▶ [YOUR ASSIGNMENT]
Could you print the lines below exactly, from the one holding "of the concrete" through the last line, with no other output?
##### DATASET CONTENT
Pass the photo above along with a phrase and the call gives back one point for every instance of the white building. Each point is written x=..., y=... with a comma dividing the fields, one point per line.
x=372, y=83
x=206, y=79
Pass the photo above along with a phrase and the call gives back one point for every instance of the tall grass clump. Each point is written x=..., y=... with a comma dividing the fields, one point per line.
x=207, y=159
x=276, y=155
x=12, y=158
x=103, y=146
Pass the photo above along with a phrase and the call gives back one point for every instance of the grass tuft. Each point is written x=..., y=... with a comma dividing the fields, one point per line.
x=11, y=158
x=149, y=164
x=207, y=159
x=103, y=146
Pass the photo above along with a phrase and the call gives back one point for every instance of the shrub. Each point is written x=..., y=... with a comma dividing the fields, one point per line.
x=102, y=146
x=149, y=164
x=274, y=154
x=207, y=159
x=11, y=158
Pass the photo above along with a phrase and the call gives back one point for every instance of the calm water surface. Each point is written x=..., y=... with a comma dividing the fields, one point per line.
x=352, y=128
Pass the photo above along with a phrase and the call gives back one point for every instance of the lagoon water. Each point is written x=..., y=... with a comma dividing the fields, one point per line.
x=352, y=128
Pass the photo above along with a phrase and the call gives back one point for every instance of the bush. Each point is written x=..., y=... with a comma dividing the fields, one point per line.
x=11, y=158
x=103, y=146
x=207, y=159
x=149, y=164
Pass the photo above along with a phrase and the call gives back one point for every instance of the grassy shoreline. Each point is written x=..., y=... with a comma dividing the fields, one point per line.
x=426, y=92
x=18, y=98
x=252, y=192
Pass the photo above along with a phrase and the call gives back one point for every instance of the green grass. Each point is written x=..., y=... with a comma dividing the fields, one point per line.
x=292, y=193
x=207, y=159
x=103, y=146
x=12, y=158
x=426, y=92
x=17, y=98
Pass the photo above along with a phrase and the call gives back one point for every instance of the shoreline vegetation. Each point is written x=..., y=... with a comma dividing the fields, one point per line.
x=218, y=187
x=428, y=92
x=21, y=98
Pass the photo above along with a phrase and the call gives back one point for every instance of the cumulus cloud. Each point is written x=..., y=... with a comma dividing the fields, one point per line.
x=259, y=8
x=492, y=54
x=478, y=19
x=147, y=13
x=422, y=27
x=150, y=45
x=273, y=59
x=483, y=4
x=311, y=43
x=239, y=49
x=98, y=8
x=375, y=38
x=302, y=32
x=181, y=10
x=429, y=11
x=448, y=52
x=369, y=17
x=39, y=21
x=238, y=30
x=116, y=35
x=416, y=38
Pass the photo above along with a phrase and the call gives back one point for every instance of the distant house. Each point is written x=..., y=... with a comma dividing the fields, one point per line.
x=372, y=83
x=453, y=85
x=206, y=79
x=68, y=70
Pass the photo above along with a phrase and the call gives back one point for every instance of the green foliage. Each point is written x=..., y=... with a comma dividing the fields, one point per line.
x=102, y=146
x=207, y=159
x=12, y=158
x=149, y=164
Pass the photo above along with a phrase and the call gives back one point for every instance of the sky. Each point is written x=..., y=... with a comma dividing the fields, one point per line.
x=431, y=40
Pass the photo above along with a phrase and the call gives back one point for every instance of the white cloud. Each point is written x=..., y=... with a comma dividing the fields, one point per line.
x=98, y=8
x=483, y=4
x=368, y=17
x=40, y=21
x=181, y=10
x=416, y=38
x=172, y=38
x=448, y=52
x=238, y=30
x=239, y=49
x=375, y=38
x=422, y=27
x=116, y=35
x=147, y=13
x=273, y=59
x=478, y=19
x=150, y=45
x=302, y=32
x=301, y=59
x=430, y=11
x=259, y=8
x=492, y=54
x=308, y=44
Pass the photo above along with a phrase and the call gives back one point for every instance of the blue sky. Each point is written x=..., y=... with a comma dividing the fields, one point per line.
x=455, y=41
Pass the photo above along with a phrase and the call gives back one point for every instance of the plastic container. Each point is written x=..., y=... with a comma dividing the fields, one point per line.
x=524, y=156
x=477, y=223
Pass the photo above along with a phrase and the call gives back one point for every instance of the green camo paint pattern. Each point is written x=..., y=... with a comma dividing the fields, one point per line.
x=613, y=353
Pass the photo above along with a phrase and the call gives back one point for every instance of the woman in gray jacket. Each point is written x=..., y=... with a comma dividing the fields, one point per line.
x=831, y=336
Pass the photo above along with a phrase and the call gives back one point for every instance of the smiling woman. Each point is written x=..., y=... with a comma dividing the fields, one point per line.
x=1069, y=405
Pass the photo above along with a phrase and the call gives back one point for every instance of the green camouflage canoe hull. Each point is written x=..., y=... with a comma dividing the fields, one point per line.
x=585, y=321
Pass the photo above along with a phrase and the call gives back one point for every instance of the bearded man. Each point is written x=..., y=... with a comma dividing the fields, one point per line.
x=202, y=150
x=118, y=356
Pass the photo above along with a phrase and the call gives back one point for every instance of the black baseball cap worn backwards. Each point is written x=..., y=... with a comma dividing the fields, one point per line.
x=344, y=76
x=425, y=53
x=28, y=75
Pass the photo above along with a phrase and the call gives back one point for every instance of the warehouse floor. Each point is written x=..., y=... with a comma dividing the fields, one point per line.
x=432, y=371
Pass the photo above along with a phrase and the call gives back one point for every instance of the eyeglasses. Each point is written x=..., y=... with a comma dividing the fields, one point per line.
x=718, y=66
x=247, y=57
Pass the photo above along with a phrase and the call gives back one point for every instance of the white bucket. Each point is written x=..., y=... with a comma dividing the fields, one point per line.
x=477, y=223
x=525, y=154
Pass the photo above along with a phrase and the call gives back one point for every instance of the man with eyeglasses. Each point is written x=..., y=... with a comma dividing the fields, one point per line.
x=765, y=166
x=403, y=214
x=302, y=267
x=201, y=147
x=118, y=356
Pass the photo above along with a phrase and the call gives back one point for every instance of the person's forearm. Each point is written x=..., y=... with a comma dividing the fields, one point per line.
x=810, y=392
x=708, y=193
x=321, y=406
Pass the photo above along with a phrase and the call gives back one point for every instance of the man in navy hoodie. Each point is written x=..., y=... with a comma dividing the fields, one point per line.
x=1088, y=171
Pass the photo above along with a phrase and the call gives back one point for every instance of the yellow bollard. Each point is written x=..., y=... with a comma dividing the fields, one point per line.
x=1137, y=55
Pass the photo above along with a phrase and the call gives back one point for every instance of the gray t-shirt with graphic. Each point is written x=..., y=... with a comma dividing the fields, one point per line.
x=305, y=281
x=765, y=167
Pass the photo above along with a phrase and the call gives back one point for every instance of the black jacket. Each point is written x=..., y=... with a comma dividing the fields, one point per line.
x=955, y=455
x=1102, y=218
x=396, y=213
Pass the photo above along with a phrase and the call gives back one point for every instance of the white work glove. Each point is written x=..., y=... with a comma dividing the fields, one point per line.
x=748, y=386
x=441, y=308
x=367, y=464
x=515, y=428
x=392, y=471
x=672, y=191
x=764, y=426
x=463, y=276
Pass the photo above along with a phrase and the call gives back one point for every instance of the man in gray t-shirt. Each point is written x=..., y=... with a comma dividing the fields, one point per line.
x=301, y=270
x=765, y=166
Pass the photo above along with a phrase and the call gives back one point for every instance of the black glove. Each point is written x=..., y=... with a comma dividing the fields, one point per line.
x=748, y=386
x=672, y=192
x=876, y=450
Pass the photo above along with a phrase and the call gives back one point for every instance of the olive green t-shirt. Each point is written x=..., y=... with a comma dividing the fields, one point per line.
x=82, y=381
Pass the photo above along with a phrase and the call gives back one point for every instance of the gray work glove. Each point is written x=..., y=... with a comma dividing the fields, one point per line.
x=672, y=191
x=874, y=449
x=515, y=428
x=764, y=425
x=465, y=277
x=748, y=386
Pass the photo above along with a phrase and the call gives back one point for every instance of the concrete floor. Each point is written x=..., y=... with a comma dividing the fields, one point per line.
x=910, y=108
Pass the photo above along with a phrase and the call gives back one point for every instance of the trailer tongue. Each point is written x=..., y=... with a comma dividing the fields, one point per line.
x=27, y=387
##########
▶ [EXPECTED ANSWER]
Pass the photo above along with a phrase and the call gives back one point for every instance of the concrete floor. Each point is written x=..., y=... with a comma dividing the fields, one point per line.
x=910, y=108
Pass the photo above along with a phrase and the call gives back one point for every instance of the trailer tongue. Each point is written x=..., y=... with a comma dividing the fields, one point per line.
x=27, y=387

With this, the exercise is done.